The middleware companies were or should have been aware of the risk of using traditional open source licenses. They likely miscalculated that risk, not foreseeing the rise of public cloud computing generally, customers’ willingness to forego on-prem software, or the specific dominance of AWS and to a lesser extent the likes of Google Cloud and Microsoft Azure. Maybe they thought that AWS would buy them, kick them some money, or form some sort of partnership with them in the long run, but AWS had no legal obligation to do so and it simply became large and sophisticated enough to support and, where necessary, fork those projects without help from the middleware companies. From a business perspective, it became obvious to the middleware companies that they needed to change their licensing strategies. The customers getting their products from AWS were never going to pay the middleware companies for them directly and no money was going to flow to them from AWS either.
No Alternative Licensing Choices
The middleware companies would have obviously preferred to have an easy go-to alternative like the AGPL 3 which might solve their problems. Perhaps if MongoDB’s update of the GPL 3 (maybe with some practical modifications) had been christened by organizations like the Open Source Initiative or the Free Software Foundation, more of them would have gone down that route. Fundamentally, OSI and FSF are correct in saying that the traditional notion of open source means there should be no field of use discrimination: essentially that it would be antithetical to notion of “open source” to create a license which discriminated against a specific type of use for the software or a specific type of company from using the software. However, their failure to approve or create a standardized license to serve the needs of these middleware companies led to each company choosing its own arcane approach, in some cases moving code to proprietary licensing entirely where a more user-friendly approach might have been viable.
It’s important to understand that the definition of “open source” and certainly the movement as a whole, was rooted in a very specific vision of the computing future. When RMS first tinkered with a printer driver, he and many of his contemporaries thought that more tinkering was the future. They believed that future generations would become computer-literate, each of us empowered to create and build what we needed when it suited us, and sharing and exchanging our projects with each other freely. In other words, the computer would inspire all to code in the way the printing press inspired all to write.
That world didn’t come to pass. First, cloud computing became far cheaper and easier (think: broadband, fiber optics, Wi-Fi) than anyone could have imagined, which obviated the need for installed software. In most cases, it relieved individuals from spending time managing a server, worrying about security, dealing with redundancy, etc. and gave them time back to work on things other than “computer housekeeping.” Second, the path of technological innovation in computing went in a different direction than expected, in part thanks to the success of open source itself. The original expectation was that people were going to spend most of their time creating end user applications and that most of what they were going to code would be new and unique. But, in fact, most software created today is probably 90% open source and only 10% brand new code. (That disconnect is also what makes traditional open source attribution requirements obsolete: we thought projects would attribute a handful of other projects and credit would be properly bestowed; instead new software products use thousands of open source projects and the “attribution” files for them are nearly worthless.) The success of dependency managers and the innovation of images and containers has cemented this trajectory.
........
### Written problem 1:
Write out the passage on open source licensing from "It’s important to" to "all to write.".
### Written problem 2:
Pick up the passage on open source licensing and cloud computing after its final sentence and keep writing it.
The lines placed after this sentence have no role in any of the work here.

### Stored data:
........
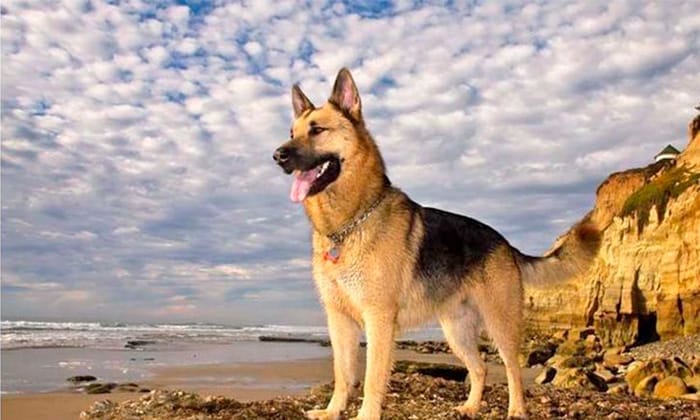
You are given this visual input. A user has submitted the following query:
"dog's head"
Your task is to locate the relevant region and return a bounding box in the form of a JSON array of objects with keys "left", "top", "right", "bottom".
[{"left": 273, "top": 69, "right": 366, "bottom": 202}]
........
### Written reply 1:
It’s important to understand that the definition of “open source” and certainly the movement as a whole, was rooted in a very specific vision of the computing future. When RMS first tinkered with a printer driver, he and many of his contemporaries thought that more tinkering was the future. They believed that future generations would become computer-literate, each of us empowered to create and build what we needed when it suited us, and sharing and exchanging our projects with each other freely. In other words, the computer would inspire all to code in the way the printing press inspired all to write.

### Written reply 2:
Third, the wild success of mobile devices really killed the need or desire for most people to learn to code or tinker. It was a platform that was easy to lock down technologically and that lock-down created a simplicity that many craved. It was a platform that was physically difficult to hack on, a good amount of lockdown made sense for safety and security, and it was actually a platform for the masses – even Grandma eventually got a phone even if she never saw a use for (or could afford) a desktop computer, and that’s especially true in developing countries where the first computer most people have is a cell phone. People could use computers without ever interacting with directories or files. In essence, people thought the world of open source would be populated by individuals, but that world was supplemented with oceans of highly specialized companies and the rights and freedoms that the OSI and FSF imagined it was securing for the end user are mostly enforced by corporations instead.
The principles enshrined around open source make sense in the context from which they spring, but the computing world has changed and moved on while open source hasn’t. There’s a certain elegance in defending freedom from discrimination in licensing, but I think the middleware companies that face death or relicensing don’t feel all that “free” and certainly end users don’t feel all the empowered. End users never get source code to the SaaS applications they’re using and generally have very little transparency into how those applications work, what data those applications hoover, and where that data goes and how it’s used. For a long time, many thought the world would pivot yet again to decentralized computing, mesh networks, a backlash to storing personal information on “other people’s computers,” etc. But that hasn’t come to pass and may never come to pass except under extreme circumstances. Now more than ever there’s reason to believe we’re not going back. Without reevaluating the goals open source was meant to accomplish and writing new licenses, we may well find ourselves in a place where open source will remain pure but no one is using it anymore.
The Role of the Contributor
Many people criticized the middleware companies for relicensing despite not having an OSI or FSF-approved alternative to move to. Even with strong contributor license agreements or contributor assignment agreements that in some cases gave the companies the full right to relicense, the relicensing left a sour taste in the mouths of contributors who thought they were working on an open, collaborative project, only to find it proprietized, without input or discussion overnight. It may be fair to call contributors to corporate projects naive in thinking that the corporations were ever going to take any action that didn’t maximize shareholder value, but feelings and expectations can’t be contracted away and there is a real tension between the original vision for community that corporations give lip service to and the reality of complete corporate dominion over the open source projects they manage. These contributors were the real victims in this fight; AWS makes money off of the middleware companies, but the middleware companies make money off of unpaid contributors, and if their new strategies succeed, they may be scooping up some of those AWS customers after all. Ethically, it would have behooved the middleware companies to compensate those contributors and to share with them the newfound rewards relicensing would reap, even if it were legally and financially difficult.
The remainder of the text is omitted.